▶ Excerpt provided
How does LINEST work?

D

DarrenO

I am trying to understand the explanation for how the LINEST function
regresses that is given here: http://support.microsoft.com/kb/828533

On the QR Decomposition example worksheet there are a couple of steps that I
don't understand how to go from A to B that I would like to know if there is
any further explanation anywhere that I cannot find.

First is the section where the X premultiplied by P matrix is re-written
with the comment Rewrite: effectively 0 --> 0: What is happening here?

Finally at the conclusion of the example the regression coefficients are
backcalculated from the matrix as 1.25, 0 and 0. Yet the results of the
LINEST for this example give different coefficients (-3.111, 0 and 1.222).
Why are those numbers different.

Full disclosure - I am not a mathmetician by any stretch, just a ChemE who
skipped most of my math classes at Uni, so explanations that don't involve me
looking up big long words in big heavy books would especially be appreciated.
 
J

Jerry W. Lewis

Given your disclaimer, do you really want to chase through the details or do
you just want a general concept of what is being returned?

▶ Work to complete
1 – Output the passage of the LINEST thread between "Full disclosure - I" and "is being returned?", inclusive, word for word.
2 – In the LINEST thread, which coefficients does LINEST give for the QR Decomposition example?
3 – Resume the LINEST thread, starting right after its last sentence.
The listing is unrelated to the LINEST thread.

▶ Raw data
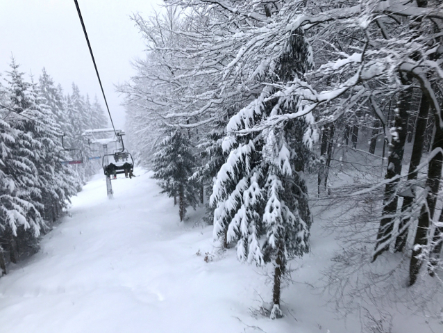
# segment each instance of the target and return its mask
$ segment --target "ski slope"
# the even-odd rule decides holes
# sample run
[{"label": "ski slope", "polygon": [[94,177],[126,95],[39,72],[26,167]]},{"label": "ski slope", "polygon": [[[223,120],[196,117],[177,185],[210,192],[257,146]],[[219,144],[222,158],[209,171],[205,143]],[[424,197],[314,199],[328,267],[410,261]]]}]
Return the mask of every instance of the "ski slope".
[{"label": "ski slope", "polygon": [[[334,319],[310,286],[332,256],[318,226],[312,254],[294,262],[303,267],[283,291],[287,316],[271,320],[257,311],[261,298],[271,300],[266,268],[239,263],[233,249],[219,254],[212,227],[196,223],[203,210],[191,209],[180,223],[173,200],[144,172],[113,181],[112,200],[104,177],[96,176],[40,252],[10,267],[0,279],[0,332],[360,332],[356,317]],[[419,321],[406,322],[412,330],[402,332],[419,332]]]}]

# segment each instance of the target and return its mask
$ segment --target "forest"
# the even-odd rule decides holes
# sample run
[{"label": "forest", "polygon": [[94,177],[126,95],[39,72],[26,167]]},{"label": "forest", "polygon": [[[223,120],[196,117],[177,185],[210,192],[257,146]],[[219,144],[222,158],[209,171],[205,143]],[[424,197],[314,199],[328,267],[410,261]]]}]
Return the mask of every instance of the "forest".
[{"label": "forest", "polygon": [[221,248],[273,265],[271,318],[313,211],[342,248],[325,272],[337,311],[441,318],[442,2],[166,3],[133,16],[147,51],[118,89],[181,220],[204,202]]},{"label": "forest", "polygon": [[[124,213],[119,230],[142,234],[142,222],[152,214],[173,234],[168,214],[174,205],[174,227],[202,228],[199,236],[210,229],[205,241],[212,250],[201,251],[200,243],[198,250],[192,247],[199,264],[223,267],[219,263],[228,263],[231,254],[244,264],[229,266],[238,275],[217,285],[222,290],[240,282],[259,284],[244,267],[252,274],[266,270],[266,282],[257,281],[269,293],[264,299],[257,292],[262,302],[249,308],[249,317],[265,318],[260,323],[268,330],[269,323],[281,325],[288,317],[297,327],[285,293],[290,289],[294,295],[302,288],[299,283],[321,294],[340,319],[357,314],[363,332],[405,332],[396,326],[398,320],[394,324],[399,316],[421,320],[422,332],[441,331],[443,1],[165,0],[157,12],[135,13],[134,33],[146,50],[133,62],[136,74],[115,88],[124,97],[126,147],[141,168],[135,180],[132,171],[131,180],[125,180],[136,184],[133,189],[118,187],[117,177],[113,181],[124,193],[145,195],[140,182],[148,186],[149,174],[159,186],[156,195],[169,198],[170,206],[159,211],[163,221],[157,211],[152,213],[157,206],[163,209],[157,197],[137,203],[140,211],[135,211],[126,205],[135,207],[131,200],[145,197],[118,201],[117,195],[108,206],[99,202],[108,209],[103,209],[103,216],[112,213],[106,221],[109,229],[120,232],[112,218]],[[101,163],[88,160],[95,153],[83,133],[105,129],[108,119],[97,97],[92,101],[74,83],[66,94],[44,69],[38,80],[26,81],[12,58],[1,79],[0,266],[6,275],[10,263],[38,251],[42,236],[69,214],[71,199],[101,171]],[[81,164],[60,163],[67,147],[75,147],[68,152],[80,154]],[[85,201],[95,202],[94,194],[85,195]],[[98,221],[102,211],[94,214]],[[133,230],[131,222],[137,225]],[[102,234],[107,235],[106,225]],[[144,237],[158,246],[165,232],[153,225]],[[76,236],[82,230],[76,229]],[[88,239],[97,237],[97,244],[92,243],[99,249],[109,241],[115,247],[101,253],[118,247],[112,255],[129,253],[132,262],[132,256],[144,254],[129,250],[131,244],[139,248],[133,241],[137,236],[131,234],[133,238],[121,247],[118,241],[100,240],[98,232]],[[187,240],[180,237],[183,243]],[[313,254],[327,237],[333,246]],[[158,245],[160,253],[140,245],[151,257],[149,263],[135,265],[149,268],[158,256],[158,267],[174,270],[165,248],[173,248],[169,241]],[[177,258],[187,254],[182,250]],[[298,263],[323,263],[330,250],[330,259],[316,268],[319,280],[296,281],[294,276],[309,269]],[[312,256],[318,261],[306,261]],[[107,278],[131,275],[109,265]],[[180,270],[174,273],[185,272]],[[209,270],[189,274],[212,281],[215,271]],[[94,270],[91,279],[96,275]],[[142,288],[132,278],[125,288]],[[154,286],[147,288],[156,302],[162,302],[160,289],[156,289],[161,283],[151,282]],[[224,306],[233,312],[241,307],[229,304]],[[277,332],[246,325],[245,316],[234,318],[244,325],[242,332]],[[312,332],[326,332],[317,325],[319,330]]]},{"label": "forest", "polygon": [[[0,267],[6,274],[6,262],[38,250],[41,236],[97,173],[99,165],[87,160],[91,148],[82,133],[106,127],[108,120],[97,98],[91,101],[74,83],[65,95],[44,68],[38,80],[26,81],[12,58],[1,79]],[[74,147],[77,156],[65,149]],[[68,158],[84,163],[63,163]]]}]

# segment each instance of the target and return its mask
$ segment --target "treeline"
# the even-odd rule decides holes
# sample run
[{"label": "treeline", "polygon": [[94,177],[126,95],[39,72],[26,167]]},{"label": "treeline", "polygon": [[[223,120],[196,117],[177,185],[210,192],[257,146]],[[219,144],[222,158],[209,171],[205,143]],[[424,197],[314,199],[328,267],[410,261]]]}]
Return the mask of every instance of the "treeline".
[{"label": "treeline", "polygon": [[[179,201],[182,220],[206,193],[222,246],[235,245],[241,261],[273,263],[271,318],[283,314],[288,261],[309,251],[306,174],[315,197],[356,204],[337,218],[346,224],[331,223],[349,241],[330,272],[337,307],[355,309],[356,295],[373,289],[367,300],[381,306],[406,281],[426,279],[423,263],[433,275],[442,269],[441,1],[182,0],[133,19],[149,52],[119,88],[132,147]],[[369,158],[387,159],[383,177],[360,168],[338,198],[330,170],[362,164],[352,159],[362,134]],[[390,262],[383,273],[381,258]],[[424,311],[442,295],[441,279],[431,284],[437,292],[396,301]]]},{"label": "treeline", "polygon": [[[81,95],[72,85],[65,95],[43,71],[26,81],[12,59],[0,82],[0,266],[17,263],[35,252],[39,237],[63,213],[69,198],[81,190],[98,165],[88,162],[89,147],[81,133],[106,127],[97,99]],[[75,147],[83,163],[62,165],[72,158],[63,150]],[[74,156],[80,159],[81,156]],[[5,255],[8,254],[8,256]]]}]

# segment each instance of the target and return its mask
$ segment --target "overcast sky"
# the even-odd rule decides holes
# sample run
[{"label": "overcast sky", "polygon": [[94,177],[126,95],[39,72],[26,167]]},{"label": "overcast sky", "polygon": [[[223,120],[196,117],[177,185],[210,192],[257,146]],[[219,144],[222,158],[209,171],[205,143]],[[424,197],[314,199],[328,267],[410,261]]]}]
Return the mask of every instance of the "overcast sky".
[{"label": "overcast sky", "polygon": [[[78,1],[112,119],[123,127],[123,99],[114,85],[135,74],[131,61],[144,49],[129,16],[147,16],[161,0]],[[105,108],[74,0],[1,0],[0,72],[8,70],[11,54],[22,72],[38,78],[44,67],[65,92],[74,82]]]}]

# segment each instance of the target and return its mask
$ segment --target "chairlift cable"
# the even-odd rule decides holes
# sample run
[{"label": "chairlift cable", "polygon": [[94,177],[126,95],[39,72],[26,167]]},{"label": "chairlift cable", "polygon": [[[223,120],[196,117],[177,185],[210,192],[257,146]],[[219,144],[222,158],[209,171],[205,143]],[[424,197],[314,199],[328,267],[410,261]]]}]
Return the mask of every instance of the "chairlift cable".
[{"label": "chairlift cable", "polygon": [[105,91],[103,90],[103,86],[101,85],[101,80],[100,79],[100,74],[99,74],[99,70],[97,69],[97,65],[95,63],[95,59],[94,58],[94,54],[92,53],[92,49],[91,48],[91,44],[89,42],[89,38],[87,38],[87,33],[86,32],[86,27],[85,26],[85,23],[83,22],[83,18],[81,16],[81,12],[80,11],[78,2],[77,2],[77,0],[74,0],[74,2],[75,2],[76,3],[76,7],[77,8],[77,13],[78,14],[78,18],[80,19],[81,26],[83,27],[83,32],[85,33],[85,38],[86,38],[86,42],[87,43],[87,47],[89,47],[90,53],[91,54],[92,63],[94,63],[94,67],[95,68],[95,72],[97,74],[97,79],[99,79],[99,83],[100,83],[100,88],[101,88],[101,93],[103,94],[103,98],[105,99],[105,104],[106,104],[106,108],[108,109],[108,114],[109,115],[109,118],[110,119],[111,124],[112,125],[112,129],[114,129],[114,133],[115,134],[115,136],[117,136],[117,132],[115,131],[115,127],[114,127],[114,122],[112,121],[112,117],[110,115],[110,111],[109,111],[109,106],[108,106],[108,101],[106,101],[106,96],[105,96]]}]

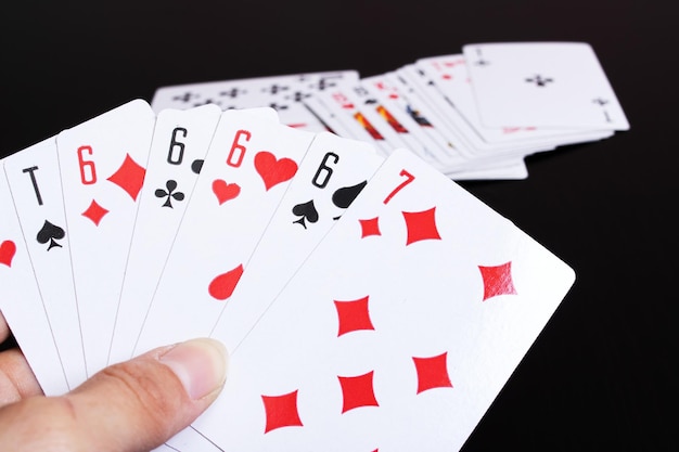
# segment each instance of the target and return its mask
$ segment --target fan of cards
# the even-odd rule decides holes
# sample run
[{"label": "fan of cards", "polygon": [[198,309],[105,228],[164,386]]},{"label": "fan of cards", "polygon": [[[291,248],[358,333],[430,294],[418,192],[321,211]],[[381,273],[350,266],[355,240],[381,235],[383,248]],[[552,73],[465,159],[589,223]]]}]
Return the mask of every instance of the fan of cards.
[{"label": "fan of cards", "polygon": [[271,107],[134,100],[0,163],[0,309],[47,395],[230,350],[159,450],[458,450],[574,282],[417,152]]},{"label": "fan of cards", "polygon": [[155,111],[271,106],[290,126],[407,147],[454,180],[524,179],[524,157],[629,129],[587,43],[469,44],[359,79],[356,72],[161,88]]}]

▶ Answers by item
1 –
Full disclosure - I am not a mathmetician by any stretch, just a ChemE who
skipped most of my math classes at Uni, so explanations that don't involve me
looking up big long words in big heavy books would especially be appreciated.
 
J

Jerry W. Lewis

Given your disclaimer, do you really want to chase through the details or do
you just want a general concept of what is being returned?

2 – -3.111, 0 and 1.222.

3 –
For a general concept, LINEST returns a least squares solution, i.e. the
parameter estimates lead to estimated y values that minimize =SUMSQ(y-y_est).


If there is no collinearity (if none of the predictors are redundant), then
there is only one least squares solution. LINEST in all versions of Excel
attempt to calculate that unique solution. The only difference between
pre-2003 (normal equations) and post-2003 (QR decomposition) LINEST is how
efficiently the calculations use the available precision (if Excel had
infinite precision, both approaches would return exactly the same estimates.

Other than the numerically better algorithm, the only difference between
pre-2003 and post-2003 LINEST (when there is no collinearity) is the R^2, F
and SSreg (rows 3 to 5 of 1st column of LINEST output. Prior to 2003, the
LINEST calculations were based on an error in concept.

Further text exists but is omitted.